_Your instructions_. Each entry below should be echoed exactly, with pictures omitted.

_Input_.
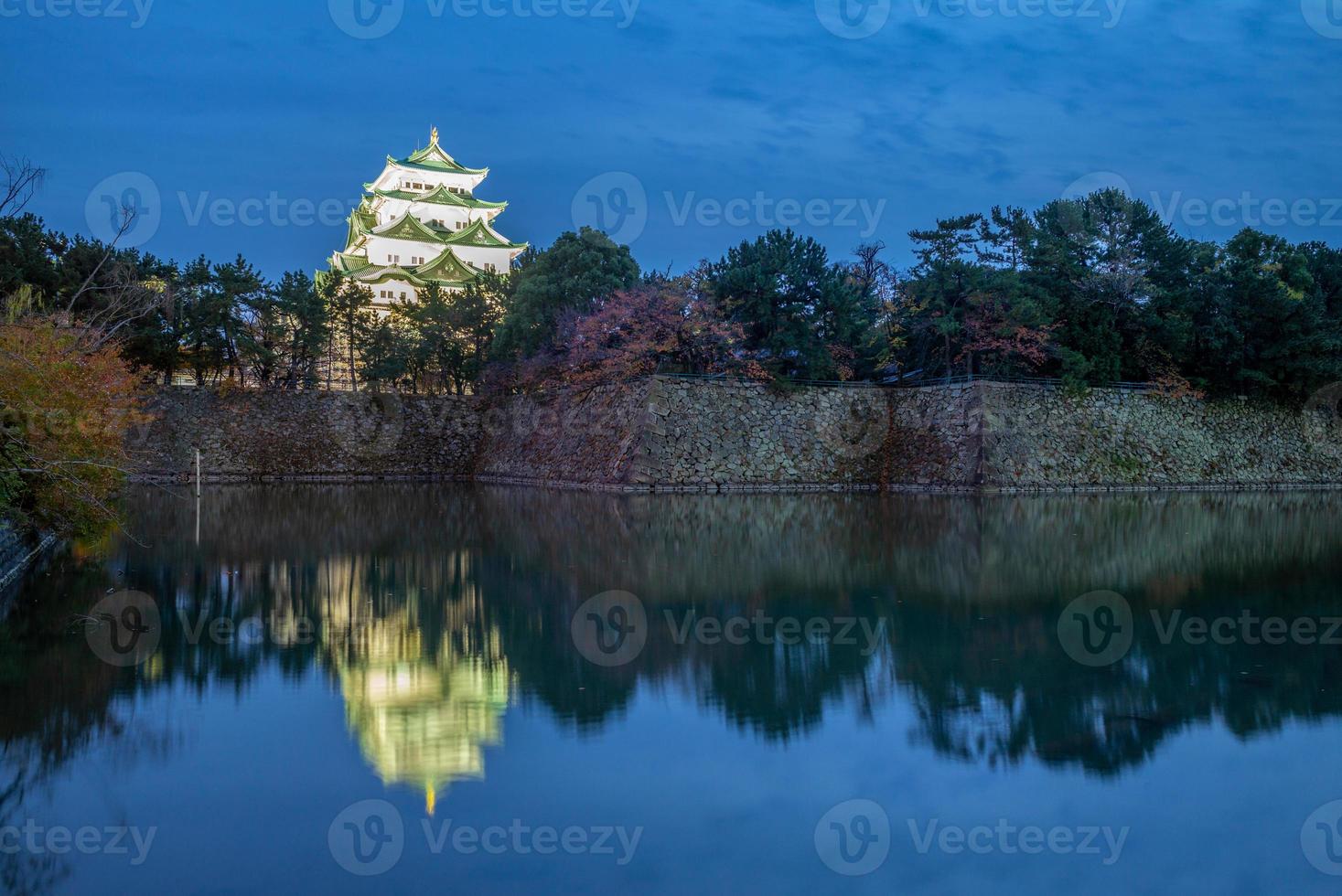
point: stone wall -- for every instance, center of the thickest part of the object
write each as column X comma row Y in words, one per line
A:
column 574, row 437
column 670, row 433
column 713, row 433
column 306, row 435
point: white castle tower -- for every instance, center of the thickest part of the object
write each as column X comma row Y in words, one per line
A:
column 419, row 223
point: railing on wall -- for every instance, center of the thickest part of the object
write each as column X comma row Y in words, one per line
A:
column 916, row 384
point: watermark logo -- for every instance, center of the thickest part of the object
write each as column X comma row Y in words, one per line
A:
column 126, row 208
column 368, row 837
column 854, row 19
column 854, row 837
column 367, row 19
column 614, row 203
column 611, row 628
column 1321, row 838
column 853, row 425
column 367, row 424
column 82, row 8
column 1325, row 16
column 123, row 629
column 1097, row 628
column 370, row 19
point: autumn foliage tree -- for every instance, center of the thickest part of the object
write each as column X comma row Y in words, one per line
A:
column 654, row 327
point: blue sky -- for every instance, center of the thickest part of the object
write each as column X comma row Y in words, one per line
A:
column 683, row 125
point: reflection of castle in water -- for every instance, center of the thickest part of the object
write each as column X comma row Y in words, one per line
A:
column 420, row 593
column 422, row 706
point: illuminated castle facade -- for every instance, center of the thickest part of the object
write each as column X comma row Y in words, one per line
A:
column 419, row 223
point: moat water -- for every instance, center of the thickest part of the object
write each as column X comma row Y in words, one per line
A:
column 456, row 688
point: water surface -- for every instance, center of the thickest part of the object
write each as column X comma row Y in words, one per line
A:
column 413, row 644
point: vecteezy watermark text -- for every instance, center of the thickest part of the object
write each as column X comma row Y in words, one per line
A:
column 612, row 628
column 617, row 203
column 114, row 840
column 1098, row 629
column 372, row 19
column 1028, row 840
column 133, row 11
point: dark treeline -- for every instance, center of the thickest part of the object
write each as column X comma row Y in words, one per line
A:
column 1092, row 290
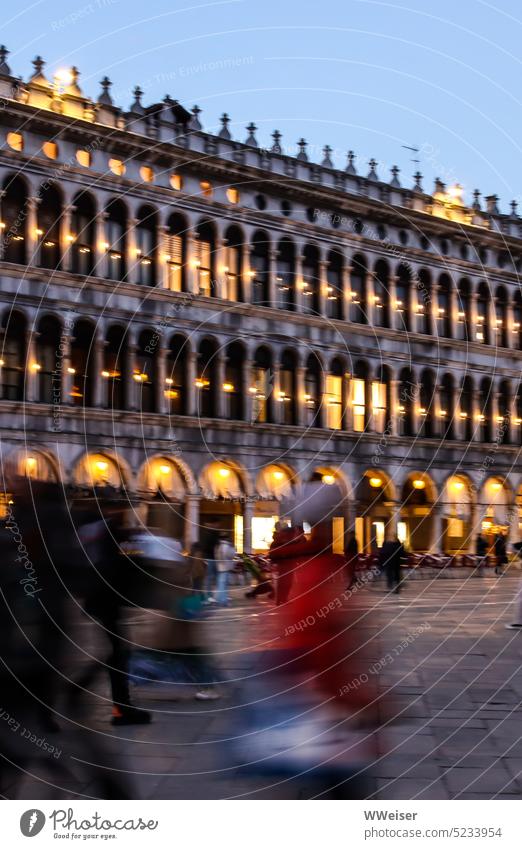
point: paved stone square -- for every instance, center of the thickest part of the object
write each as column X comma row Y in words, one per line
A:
column 449, row 716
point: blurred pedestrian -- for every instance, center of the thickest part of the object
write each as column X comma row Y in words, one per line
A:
column 197, row 570
column 209, row 541
column 351, row 553
column 224, row 555
column 500, row 554
column 391, row 557
column 482, row 553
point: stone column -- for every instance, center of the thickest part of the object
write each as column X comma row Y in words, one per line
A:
column 98, row 386
column 370, row 298
column 190, row 389
column 132, row 258
column 31, row 373
column 245, row 275
column 346, row 293
column 322, row 287
column 272, row 274
column 67, row 238
column 220, row 377
column 300, row 387
column 298, row 282
column 162, row 273
column 101, row 258
column 129, row 382
column 191, row 523
column 161, row 372
column 248, row 514
column 33, row 239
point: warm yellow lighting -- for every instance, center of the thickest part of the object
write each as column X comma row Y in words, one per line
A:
column 64, row 76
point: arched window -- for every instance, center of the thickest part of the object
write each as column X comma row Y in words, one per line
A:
column 83, row 234
column 233, row 270
column 403, row 289
column 408, row 396
column 285, row 277
column 517, row 321
column 444, row 306
column 176, row 379
column 466, row 408
column 114, row 367
column 233, row 385
column 463, row 313
column 380, row 399
column 502, row 427
column 49, row 376
column 381, row 300
column 14, row 217
column 260, row 269
column 311, row 280
column 262, row 385
column 206, row 379
column 146, row 246
column 82, row 363
column 359, row 396
column 334, row 291
column 12, row 356
column 501, row 324
column 49, row 214
column 287, row 388
column 312, row 397
column 176, row 252
column 145, row 370
column 116, row 230
column 447, row 411
column 358, row 290
column 427, row 404
column 485, row 411
column 424, row 300
column 483, row 330
column 335, row 390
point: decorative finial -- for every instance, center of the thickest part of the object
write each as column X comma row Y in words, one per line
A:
column 276, row 147
column 38, row 64
column 251, row 140
column 302, row 155
column 492, row 204
column 136, row 107
column 195, row 123
column 4, row 67
column 327, row 161
column 105, row 99
column 372, row 175
column 350, row 168
column 224, row 132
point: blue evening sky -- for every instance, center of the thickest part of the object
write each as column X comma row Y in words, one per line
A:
column 355, row 74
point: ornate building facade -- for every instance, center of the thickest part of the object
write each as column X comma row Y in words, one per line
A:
column 208, row 323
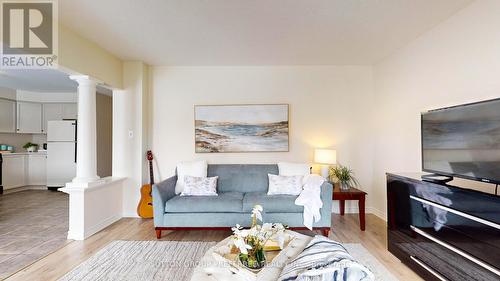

_Answer section_.
point: stone wall -- for every instance, center of the thickest part of the object
write each as column X comma row Y in words, one per line
A:
column 574, row 437
column 670, row 433
column 713, row 433
column 306, row 435
point: white castle tower -- for every instance, center of the thickest part of the object
write each as column X comma row Y in words, one per line
A:
column 419, row 223
point: railing on wall -- for every instance, center of the thickest part of the object
write each as column X comma row Y in words, one per line
A:
column 916, row 384
point: watermark logo -- for every instance, center of the thickest part of the object
write each as column X comma row Y in words, one per line
A:
column 126, row 208
column 368, row 837
column 854, row 19
column 854, row 837
column 367, row 19
column 614, row 203
column 611, row 628
column 1321, row 838
column 853, row 425
column 367, row 424
column 82, row 8
column 1325, row 16
column 123, row 629
column 1097, row 628
column 370, row 19
point: autumn foliage tree -- for every instance, center of the thickest part of the object
write each as column X comma row Y in words, one per line
A:
column 654, row 327
point: blue sky -- for every instance, center of the thickest part of the object
write each as column X comma row Y in words, one per line
A:
column 683, row 125
point: reflection of castle in water -- for every instance, center of the thickest part of the object
write each as column X comma row Y in words, one per line
A:
column 420, row 593
column 422, row 706
point: illuminated castle facade -- for every instance, center of the thickest part of the object
write each as column X comma row Y in words, one per line
A:
column 419, row 223
point: moat water -- for every instance, center of the thickest part of the object
write each as column X comma row Y in words, one per line
A:
column 456, row 688
point: water surface -- for every instance, center of the thickest part of the object
write each as column X comma row Y in words, one per line
A:
column 413, row 644
point: vecteezy watermark text -- for every instance, center of the thickest part of the object
write each as column X comma row Y in words, one per line
A:
column 612, row 628
column 617, row 203
column 114, row 840
column 1098, row 629
column 372, row 19
column 1028, row 840
column 133, row 11
point: dark treeline -- for every instance, center of the thickest part of the object
write each as column X comma row Y in words, one per line
A:
column 1092, row 290
point: paved stone square -- for every instance, center of the thickest part of the object
write each as column X comma row Y in words, one per line
A:
column 449, row 716
point: blurred pedestrian -- for every instance, center of the thickest part of the object
write each as column X comma row Y in words, one per line
A:
column 197, row 570
column 209, row 541
column 351, row 553
column 224, row 555
column 500, row 554
column 391, row 557
column 482, row 553
point: stone column -- for every instance, center of the thickest part of the object
write each as column X comma row Y in words, one per line
A:
column 98, row 386
column 370, row 298
column 190, row 389
column 132, row 258
column 31, row 373
column 245, row 275
column 346, row 293
column 322, row 287
column 272, row 274
column 67, row 238
column 220, row 377
column 300, row 387
column 298, row 282
column 162, row 273
column 101, row 258
column 129, row 382
column 191, row 523
column 161, row 372
column 248, row 514
column 33, row 239
point: warm yellow lighting -- for every instance, center of the thickest part of the object
write each as column X comma row Y in words, one per line
A:
column 64, row 76
point: arched window -- for every instance, center of the thickest part of the object
write each as column X comma row Y in words, one per line
A:
column 83, row 234
column 233, row 270
column 403, row 289
column 408, row 396
column 285, row 277
column 517, row 321
column 444, row 306
column 176, row 379
column 466, row 408
column 114, row 367
column 233, row 385
column 463, row 313
column 380, row 399
column 502, row 427
column 49, row 376
column 381, row 300
column 14, row 217
column 260, row 269
column 311, row 280
column 262, row 385
column 206, row 379
column 146, row 246
column 82, row 363
column 359, row 396
column 334, row 291
column 12, row 356
column 501, row 324
column 49, row 214
column 287, row 388
column 312, row 397
column 176, row 252
column 145, row 370
column 116, row 230
column 447, row 411
column 358, row 290
column 427, row 404
column 485, row 411
column 424, row 300
column 483, row 330
column 335, row 390
point: decorative finial -- for every instance, center of the thickest part of the object
write each as column X comma row Y in words, one per line
A:
column 276, row 147
column 38, row 64
column 251, row 140
column 302, row 155
column 492, row 204
column 136, row 107
column 195, row 123
column 4, row 67
column 327, row 161
column 105, row 99
column 372, row 175
column 350, row 168
column 224, row 132
point: blue evening sky -- for every instance, center of the thickest part of the object
write each as column X comma row Y in words, one per line
A:
column 355, row 74
point: ornate building facade -- for every instance, center of the thickest part of the object
write each as column X comma row Y in words, one per line
A:
column 208, row 323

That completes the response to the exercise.